Exercise details:
Print these records line for line, with nothing changed. Leave the pictures out.

Pointing dataset records
·····

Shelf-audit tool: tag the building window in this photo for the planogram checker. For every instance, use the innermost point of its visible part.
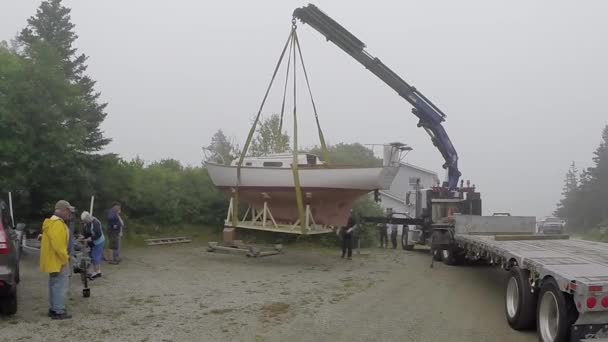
(272, 164)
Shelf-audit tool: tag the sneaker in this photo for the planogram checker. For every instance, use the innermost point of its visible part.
(61, 316)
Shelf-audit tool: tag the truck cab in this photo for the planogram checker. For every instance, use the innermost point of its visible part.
(551, 225)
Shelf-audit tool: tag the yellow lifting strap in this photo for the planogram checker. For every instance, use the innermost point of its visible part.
(292, 43)
(235, 211)
(324, 150)
(294, 164)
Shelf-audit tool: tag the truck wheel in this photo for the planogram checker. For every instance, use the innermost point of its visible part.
(452, 257)
(520, 301)
(8, 304)
(555, 313)
(437, 255)
(405, 240)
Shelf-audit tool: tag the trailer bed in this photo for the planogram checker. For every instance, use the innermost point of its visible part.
(567, 260)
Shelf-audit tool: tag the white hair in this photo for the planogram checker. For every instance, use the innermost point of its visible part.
(86, 217)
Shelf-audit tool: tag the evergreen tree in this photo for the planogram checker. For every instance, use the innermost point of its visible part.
(52, 25)
(269, 138)
(222, 150)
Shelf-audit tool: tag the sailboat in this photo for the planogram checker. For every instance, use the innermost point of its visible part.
(329, 191)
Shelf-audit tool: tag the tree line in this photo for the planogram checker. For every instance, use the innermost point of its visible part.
(51, 144)
(584, 204)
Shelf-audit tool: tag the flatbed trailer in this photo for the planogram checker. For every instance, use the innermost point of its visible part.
(556, 284)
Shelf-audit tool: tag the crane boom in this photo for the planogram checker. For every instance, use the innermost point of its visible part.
(429, 115)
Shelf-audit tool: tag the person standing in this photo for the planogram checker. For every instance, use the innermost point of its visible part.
(115, 227)
(346, 234)
(383, 235)
(54, 258)
(394, 232)
(93, 235)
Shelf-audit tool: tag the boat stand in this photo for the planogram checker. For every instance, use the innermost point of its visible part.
(263, 219)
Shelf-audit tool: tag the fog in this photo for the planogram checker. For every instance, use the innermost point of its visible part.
(522, 83)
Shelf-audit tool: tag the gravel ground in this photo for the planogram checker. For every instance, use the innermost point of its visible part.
(183, 293)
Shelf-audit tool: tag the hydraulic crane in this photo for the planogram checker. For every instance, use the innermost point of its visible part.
(429, 115)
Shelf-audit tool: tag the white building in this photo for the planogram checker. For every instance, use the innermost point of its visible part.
(405, 181)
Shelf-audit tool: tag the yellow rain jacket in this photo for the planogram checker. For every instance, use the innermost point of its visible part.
(54, 245)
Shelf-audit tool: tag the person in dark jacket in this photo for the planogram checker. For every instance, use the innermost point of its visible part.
(115, 227)
(383, 235)
(93, 235)
(346, 234)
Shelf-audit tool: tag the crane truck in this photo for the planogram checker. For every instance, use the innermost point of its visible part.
(555, 284)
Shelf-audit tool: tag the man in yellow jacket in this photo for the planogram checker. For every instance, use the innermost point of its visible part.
(54, 258)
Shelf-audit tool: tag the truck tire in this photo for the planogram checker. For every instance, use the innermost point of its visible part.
(8, 304)
(405, 240)
(555, 313)
(520, 301)
(452, 256)
(437, 255)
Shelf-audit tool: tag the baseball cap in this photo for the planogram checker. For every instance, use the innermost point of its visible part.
(63, 204)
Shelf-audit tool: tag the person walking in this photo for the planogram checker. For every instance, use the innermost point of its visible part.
(93, 235)
(383, 235)
(394, 232)
(115, 227)
(54, 258)
(346, 234)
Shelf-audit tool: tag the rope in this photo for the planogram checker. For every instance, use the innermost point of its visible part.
(285, 87)
(294, 164)
(324, 150)
(252, 131)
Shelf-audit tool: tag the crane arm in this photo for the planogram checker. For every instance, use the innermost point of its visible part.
(429, 115)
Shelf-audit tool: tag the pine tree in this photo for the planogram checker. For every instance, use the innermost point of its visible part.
(569, 192)
(222, 150)
(52, 26)
(269, 138)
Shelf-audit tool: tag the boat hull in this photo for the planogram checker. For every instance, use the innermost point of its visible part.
(329, 192)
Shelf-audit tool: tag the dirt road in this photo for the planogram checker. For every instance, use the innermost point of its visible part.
(183, 293)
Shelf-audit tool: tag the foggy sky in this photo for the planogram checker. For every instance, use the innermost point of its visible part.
(523, 83)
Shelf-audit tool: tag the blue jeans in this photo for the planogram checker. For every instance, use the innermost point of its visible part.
(58, 289)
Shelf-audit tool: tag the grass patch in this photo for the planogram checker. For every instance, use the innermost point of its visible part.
(274, 310)
(221, 311)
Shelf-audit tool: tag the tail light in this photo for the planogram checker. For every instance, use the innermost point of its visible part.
(4, 242)
(591, 301)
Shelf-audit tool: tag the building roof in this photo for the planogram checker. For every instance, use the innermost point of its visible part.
(419, 168)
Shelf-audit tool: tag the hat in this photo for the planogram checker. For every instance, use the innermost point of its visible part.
(63, 204)
(85, 216)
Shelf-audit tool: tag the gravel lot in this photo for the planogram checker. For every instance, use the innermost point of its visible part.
(183, 293)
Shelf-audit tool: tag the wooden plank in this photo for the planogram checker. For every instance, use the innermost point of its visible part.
(532, 237)
(498, 233)
(166, 241)
(166, 238)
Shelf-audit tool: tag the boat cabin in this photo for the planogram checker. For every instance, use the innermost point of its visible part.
(280, 160)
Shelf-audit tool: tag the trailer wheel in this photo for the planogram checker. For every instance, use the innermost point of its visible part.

·····

Exercise answer:
Shelf-audit tool: tag the building window in this photo for the planogram checker. For every instance, use the innermost point of its visible part.
(272, 164)
Shelf-audit tool: tag the sneaker in this photo for the planogram checker. For every instance, use the innermost point of its visible part.
(61, 316)
Shelf-audit tool: tag the truck cab in this photo for the planogram checker. For every instance, use the innermost point of its visible part.
(551, 225)
Shelf-audit tool: tag the yellow lifting strap in this photo for the planogram checker. For every instance, use the innermost point of its visible part.
(292, 43)
(235, 211)
(324, 150)
(294, 164)
Shelf-audit tool: tag the truck wheel in this photo for the planogram checker. For every instance, use the innermost point of its visible part.
(452, 257)
(520, 301)
(8, 304)
(555, 313)
(437, 255)
(405, 240)
Shelf-audit tool: tag the trailer bed in this photo for the planogram checker. For every instance, use the innermost point of its visible part.
(567, 260)
Shelf-audit tool: tag the white hair in this photo for the planogram checker. For every instance, use the innermost point of its visible part.
(86, 217)
Shelf-audit tool: tag the evergreen tree in this photo for the planogram checker. For every instance, use the innermost point of its visible part.
(52, 25)
(269, 138)
(222, 150)
Shelf-audit tool: tag the sailboat in this photo for the planogram checker. For every instance, use the innermost point of its visible part.
(329, 191)
Shelf-audit tool: tag the tree line in this photo for the planogram checker. For every instance, use the innermost point of its visible part.
(51, 144)
(584, 204)
Shelf-audit tool: tag the flatbed trailer in this photo for the planogram checker. For every instance, use the innermost point of its visible part.
(556, 284)
Shelf-audit tool: tag the crane boom in this photo for the planogram checker. For every instance, use the innermost point of its visible part.
(429, 115)
Shelf-audit tool: tag the person standing in this photo for the planogram checker. For every instance, use the innermost point of its visible part.
(115, 227)
(346, 234)
(383, 235)
(54, 258)
(394, 232)
(93, 235)
Shelf-audit tool: tag the boat stand in this photo for the planogram checker. For every instance, use the innermost point of its visible part.
(263, 219)
Shelf-audit tool: tag the fog in this photo for the planogram checker. For every instance, use the innermost point of its visible part.
(522, 83)
Shelf-audit tool: tag the gravel ground in this photo for the planogram checker. For every instance, use the innermost point of its visible part.
(183, 293)
Shelf-audit tool: tag the hydraulic crane in this photo for the planogram checker. For every instance, use the innermost point of its visible part.
(429, 115)
Shelf-audit tool: tag the white building in this photo for the planogram checker. For every instance, use the innermost point of its visible part.
(405, 181)
Shelf-audit tool: tag the yellow rain jacket in this photo for the planogram checker. For every instance, use the innermost point of its visible part.
(54, 245)
Shelf-audit tool: tag the person in dark jacket in this photo for the planogram checker. For every instance, use the innermost point of its visible part.
(115, 227)
(383, 235)
(93, 235)
(346, 234)
Shelf-audit tool: tag the crane truck in this photo for the planogram checker. For every instance, use the innermost point of its visible part.
(555, 284)
Shelf-audit tool: tag the man in yellow jacket in this photo for the planogram checker. For every instance, use the innermost point of its visible part.
(54, 258)
Shelf-audit tool: tag the truck tire in this photo for the planogram checker. For every instance, use the innermost point of its visible part.
(8, 304)
(405, 240)
(555, 313)
(520, 301)
(452, 256)
(437, 255)
Shelf-audit tool: tag the baseball cap in this photo for the planogram checker. For every instance, use the innermost point of its visible part.
(63, 204)
Shelf-audit tool: tag the person walking in this photo for the planogram checker. For every instance, use the innermost point of its visible part.
(93, 235)
(383, 235)
(394, 232)
(115, 227)
(54, 258)
(346, 234)
Shelf-audit tool: tag the rope in this photo for the planogram checker. For every instance, use the innermost point of its visible part.
(285, 87)
(294, 164)
(324, 150)
(252, 131)
Shelf-audit tool: tag the crane arm in this photo for the planogram checker. For every instance, use the innermost point of its visible part.
(429, 115)
Shelf-audit tool: tag the pine tree in this photo for the planogram checker. For every instance, use the innermost point of its visible part.
(569, 192)
(222, 150)
(52, 26)
(269, 138)
Shelf-audit tool: tag the boat hull in this photo for the planogram checker. For every instance, use the innermost point of its visible part.
(329, 192)
Shelf-audit tool: tag the dirt road in this photo for the planogram checker. For every instance, use the innermost point of its visible part.
(183, 293)
Shelf-audit tool: tag the foggy sky in this photo for the planogram checker. For every instance, use the innermost point of its visible part.
(523, 83)
Shelf-audit tool: tag the blue jeans in this photo for the planogram checker. For every instance, use the innermost point of its visible part.
(58, 289)
Shelf-audit tool: tag the grass patch in this photo for the planogram checker. For every instance, use the innermost point of its visible part.
(274, 310)
(221, 311)
Shelf-audit tool: tag the tail light in this photo for the planogram checker. For every instance, use the innermost point of its visible part.
(4, 242)
(591, 301)
Shelf-audit tool: tag the building roof in this photo for the planogram checker. For every instance, use the innermost point of its visible part.
(419, 168)
Shelf-audit tool: tag the hat in this photo for the planogram checker. For every instance, use the innermost point of its visible part.
(63, 204)
(85, 216)
Shelf-audit tool: tag the gravel lot in this photo for the planogram checker. For every instance, use the innermost point of its visible part.
(183, 293)
Shelf-audit tool: tag the wooden plank in this photo for the planogram checker. For every instance, use the innermost point of its visible part.
(532, 237)
(498, 233)
(166, 241)
(166, 238)
Shelf-audit tool: tag the boat cabin in this photo for the planogram checker. For every instance, use the innermost point of its visible part.
(280, 160)
Shelf-audit tool: tag the trailer wheel in this photo for the planogram checker. For every instance, use the innermost point of its visible part.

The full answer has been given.